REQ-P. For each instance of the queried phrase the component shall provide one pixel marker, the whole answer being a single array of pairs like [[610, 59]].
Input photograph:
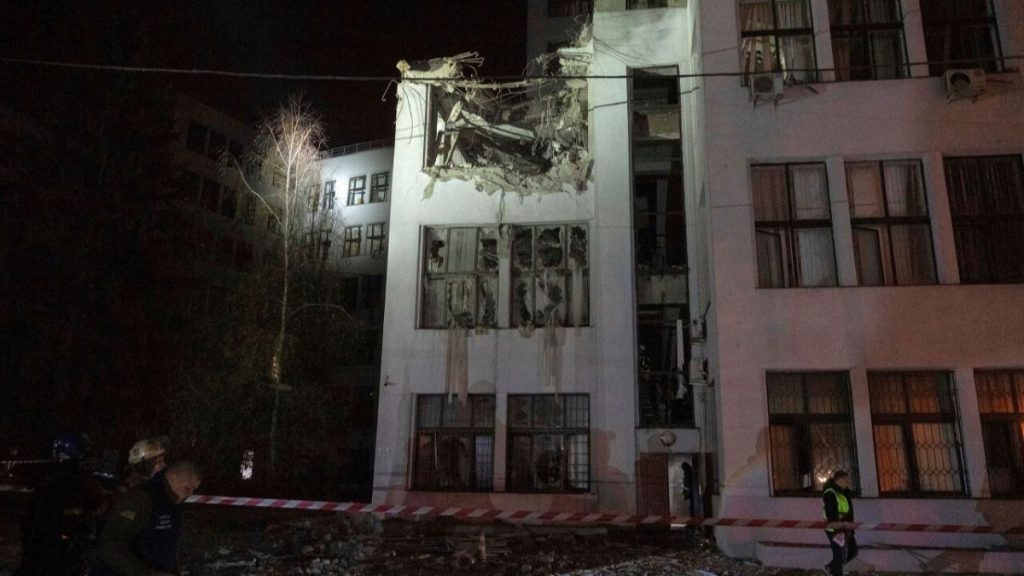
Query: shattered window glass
[[549, 440], [550, 276]]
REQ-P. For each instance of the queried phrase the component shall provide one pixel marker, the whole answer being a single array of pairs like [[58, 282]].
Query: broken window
[[778, 36], [356, 190], [916, 436], [892, 238], [1000, 402], [811, 424], [550, 275], [549, 443], [353, 241], [455, 443], [379, 184], [986, 198], [461, 277], [793, 221]]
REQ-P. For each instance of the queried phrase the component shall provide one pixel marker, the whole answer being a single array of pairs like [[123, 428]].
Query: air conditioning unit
[[965, 83], [769, 86]]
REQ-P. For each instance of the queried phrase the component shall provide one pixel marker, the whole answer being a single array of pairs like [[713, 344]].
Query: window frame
[[886, 222], [566, 433], [905, 421]]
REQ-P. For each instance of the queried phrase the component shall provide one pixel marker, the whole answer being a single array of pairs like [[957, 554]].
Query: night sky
[[294, 37]]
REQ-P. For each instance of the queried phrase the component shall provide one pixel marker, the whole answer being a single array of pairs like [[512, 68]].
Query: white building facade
[[851, 285]]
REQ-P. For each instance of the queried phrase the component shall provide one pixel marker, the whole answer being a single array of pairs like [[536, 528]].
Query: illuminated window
[[455, 443], [353, 240], [356, 190], [1000, 402], [793, 222], [549, 443], [379, 184], [778, 36], [916, 438], [892, 237], [812, 436], [867, 39]]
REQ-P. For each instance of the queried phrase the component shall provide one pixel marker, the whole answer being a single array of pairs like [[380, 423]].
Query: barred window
[[811, 425], [892, 236], [867, 39], [778, 36], [986, 198], [549, 443], [793, 221], [353, 240], [455, 443], [379, 184], [356, 190], [550, 275], [916, 442], [1000, 402]]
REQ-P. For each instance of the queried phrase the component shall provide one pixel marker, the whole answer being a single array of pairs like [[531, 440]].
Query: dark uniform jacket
[[141, 534]]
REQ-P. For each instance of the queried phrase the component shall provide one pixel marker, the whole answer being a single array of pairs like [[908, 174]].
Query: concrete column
[[973, 445], [846, 265], [943, 240], [864, 433], [913, 31]]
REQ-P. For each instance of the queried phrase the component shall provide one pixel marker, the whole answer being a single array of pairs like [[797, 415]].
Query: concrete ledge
[[894, 559]]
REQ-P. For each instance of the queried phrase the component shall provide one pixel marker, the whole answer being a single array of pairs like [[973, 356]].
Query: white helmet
[[144, 450]]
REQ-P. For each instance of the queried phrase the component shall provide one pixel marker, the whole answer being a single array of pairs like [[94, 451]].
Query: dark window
[[986, 197], [353, 241], [867, 39], [892, 238], [549, 443], [550, 275], [455, 443], [793, 221], [916, 442], [812, 435], [375, 234], [379, 184], [1000, 402], [356, 190], [778, 36], [961, 34], [329, 195], [460, 282], [196, 138]]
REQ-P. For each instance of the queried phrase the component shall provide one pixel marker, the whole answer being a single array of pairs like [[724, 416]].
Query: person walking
[[140, 537], [838, 504]]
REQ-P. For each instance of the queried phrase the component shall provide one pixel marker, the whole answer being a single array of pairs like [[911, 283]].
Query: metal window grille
[[549, 443], [916, 438], [455, 443], [1000, 402], [811, 427]]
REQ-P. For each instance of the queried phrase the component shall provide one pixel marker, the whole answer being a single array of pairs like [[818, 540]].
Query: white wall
[[945, 327]]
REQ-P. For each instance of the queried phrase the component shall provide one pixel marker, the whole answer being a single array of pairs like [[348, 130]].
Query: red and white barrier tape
[[526, 517]]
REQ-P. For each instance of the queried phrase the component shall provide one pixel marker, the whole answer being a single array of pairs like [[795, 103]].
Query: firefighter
[[838, 503], [140, 537], [56, 534]]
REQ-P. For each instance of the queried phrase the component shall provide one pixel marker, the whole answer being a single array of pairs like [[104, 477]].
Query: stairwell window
[[986, 197], [867, 39], [961, 34], [811, 426], [1000, 402], [778, 36], [916, 440], [892, 237], [793, 224]]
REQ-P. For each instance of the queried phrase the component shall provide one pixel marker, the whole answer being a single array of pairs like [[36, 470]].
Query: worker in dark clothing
[[838, 501], [57, 532], [140, 537]]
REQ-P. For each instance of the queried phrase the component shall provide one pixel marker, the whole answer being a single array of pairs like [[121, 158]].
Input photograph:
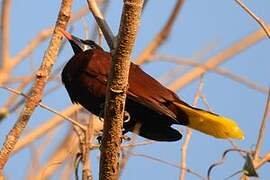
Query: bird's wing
[[142, 88], [149, 92]]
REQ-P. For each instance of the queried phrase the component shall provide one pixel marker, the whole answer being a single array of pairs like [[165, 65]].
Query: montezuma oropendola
[[148, 102]]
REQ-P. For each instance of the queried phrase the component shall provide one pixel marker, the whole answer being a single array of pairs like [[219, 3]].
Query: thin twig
[[222, 160], [162, 35], [189, 134], [47, 108], [262, 128], [219, 70], [44, 128], [259, 21], [37, 89], [108, 34], [4, 34], [218, 59], [169, 164], [116, 90]]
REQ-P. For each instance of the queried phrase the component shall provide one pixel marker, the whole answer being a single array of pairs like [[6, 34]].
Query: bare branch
[[108, 34], [189, 134], [47, 108], [37, 89], [4, 34], [219, 70], [161, 36], [116, 90], [218, 59], [44, 128], [262, 128], [222, 160], [169, 164], [259, 21]]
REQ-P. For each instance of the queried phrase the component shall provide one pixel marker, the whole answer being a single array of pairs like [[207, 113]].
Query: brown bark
[[116, 91], [39, 84]]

**Your objective**
Can you write out all the entries above again with "pixel marker" swapped for "coordinate point" wherever it appears and everything else left unchanged? Omit the pictures from your version.

**Result below**
REQ-P. For each instance of the queried phrase the component shall provide one coordinate point, the whole answer being a single array of pairs like [[610, 59]].
Input photograph:
Query: shattered window glass
[[549, 440], [550, 276]]
REQ-P. For each instance of the queried phrase the component shall provide one coordinate point, the whole answer being a single array of pairs like [[58, 282]].
Query: broken window
[[778, 36], [356, 190], [916, 436], [892, 238], [1000, 402], [811, 424], [550, 275], [549, 443], [353, 241], [455, 443], [379, 184], [986, 198], [461, 277], [793, 221]]
REQ-P. For each instance of the queried phrase the component shall provide one coordinate point, the whole answer being a single array of pairs like [[123, 428]].
Query: air conditioning unit
[[965, 83], [769, 86]]
REQ-P. For each instance of the queried phrase the component shall provide one coordinate point, the whole answer being a single array of pairs like [[713, 344]].
Query: window frame
[[886, 222], [566, 433], [905, 421]]
REQ-P. For each instance of the queried phrase the component shall provide one coordinate point, the whole answer being a single array of pairs like [[957, 554]].
Query: night sky
[[294, 37]]
REQ-P. For each instance of the queried phrase the component shall provide one coordinate point, the whole answer being a single array of pairs like [[512, 68]].
Query: white building facade
[[851, 285]]
REQ-P. For each instance of the queried phrase the component shall provide one coordinate point, the whole answer being a single array of pairs like [[536, 528]].
Query: illuminated window
[[455, 443], [353, 240], [356, 190], [1000, 402], [793, 222], [549, 443], [379, 184], [778, 36], [916, 438], [892, 237], [812, 436], [867, 39]]
REQ-P. For each instance of the queried phrase the component shall provide one coordinate point, the whole answer being a single array of pairs like [[380, 423]].
Query: barred window
[[811, 425], [892, 236], [867, 39], [778, 36], [986, 198], [549, 443], [793, 221], [353, 240], [455, 443], [379, 184], [356, 190], [550, 275], [916, 442], [1000, 402]]
REQ-P. For each instance of the queried phrase the component shall provide one coordinate point, the whole answer being a single array of pairs like [[531, 440]].
Query: dark uniform jacket
[[141, 534]]
REQ-P. For each instance of the queried phrase the component shall provide one coordinate point, the whole answer being a single array of pairs like [[908, 174]].
Query: concrete column
[[973, 445], [846, 265], [943, 240], [864, 433], [913, 31]]
REQ-P. For each instance of the queried phrase the component shall provide one coordinate point, the whole answer being a single array of pairs like [[797, 415]].
Query: concrete ledge
[[894, 559]]
REQ-P. For each instance of the queried phrase the component shall provide one coordinate point, the whole answer being a single array of pairs like [[973, 356]].
Query: white helmet
[[144, 450]]
REQ-P. For each instance of the queried phrase the component shall provide one coordinate point, the whole answer being a single array of pairs like [[94, 451]].
Query: dark window
[[986, 197], [353, 241], [867, 39], [892, 238], [549, 443], [550, 275], [455, 443], [793, 221], [916, 442], [812, 435], [375, 234], [379, 184], [1000, 402], [356, 190], [778, 36], [961, 34], [329, 195], [460, 282], [196, 138]]
REQ-P. For each instance of the queried phrase the component shall provide one coordinate point, the whole answer being a single array of pairs like [[724, 416]].
Query: person walking
[[140, 537], [838, 504]]
REQ-P. For each instance of the queried phrase the component shall provide one coordinate point, the whole answer being a single array of pairs like [[911, 283]].
Query: metal window grille
[[549, 443], [916, 438], [455, 443], [1000, 402], [811, 427]]
REQ-P. For each instance of the queried phrase the component shall provide one coordinate point, the whole answer being a single array of pairs like [[818, 540]].
Query: white wall
[[945, 327]]
REQ-P. For each instance of the queried phrase the component shall provide one coordinate point, the whole answer being a single array of pairs like [[348, 130]].
Query: red and white barrier tape
[[526, 517]]
REQ-P. For each instance of the queried phrase the component shall provide one coordinate point, the whole answer being a single array of pairs like [[795, 103]].
Query: firefighter
[[838, 503], [140, 537], [56, 534]]
REQ-P. For each instance of the queried phrase the component shall provide one coordinate point, the whole answer being a single array of pairs like [[104, 477]].
Query: stairwell window
[[986, 197], [867, 39], [961, 34], [811, 426], [1000, 402], [778, 36], [916, 440], [892, 237], [793, 224]]
REQ-P. For each instance of the queried phrase the component shall provide one coordinate point, the whole answer being a single array of pairs like [[36, 470]].
Query: worker in dark clothing
[[838, 501], [57, 532], [140, 537]]
REQ-P. For each instance of the queried phrase the component shall provide one coordinate point, the whole answer being a single array of pairs like [[121, 158]].
Input photograph:
Query: bird's wing
[[142, 88], [149, 92]]
REQ-P. For each instance of the queried phrase the component shall provide one coordinate point, the whole answer being a single array of pairs like [[165, 65]].
Query: montezuma oropendola
[[148, 102]]
REQ-P. For each instance of the queried phrase the component shall provide one coordinate point, the whole answer being a single array of pairs like [[219, 3]].
Query: thin twig
[[222, 160], [162, 35], [189, 134], [47, 108], [262, 128], [219, 70], [44, 128], [259, 21], [37, 89], [108, 34], [4, 34], [218, 59], [169, 164], [116, 90]]
REQ-P. For each instance of the queried phrase the component shall provide one coordinate point, the whole answer being a single array of pairs like [[6, 34]].
Query: bare branch
[[108, 34], [189, 134], [47, 108], [37, 89], [4, 34], [219, 70], [161, 36], [116, 90], [218, 59], [44, 128], [262, 128], [222, 160], [169, 164], [259, 21]]
REQ-P. For each instance of the queried phrase the component shall provide one coordinate point, the whole answer being a single array of pairs like [[207, 113]].
Query: brown bark
[[116, 91], [39, 84]]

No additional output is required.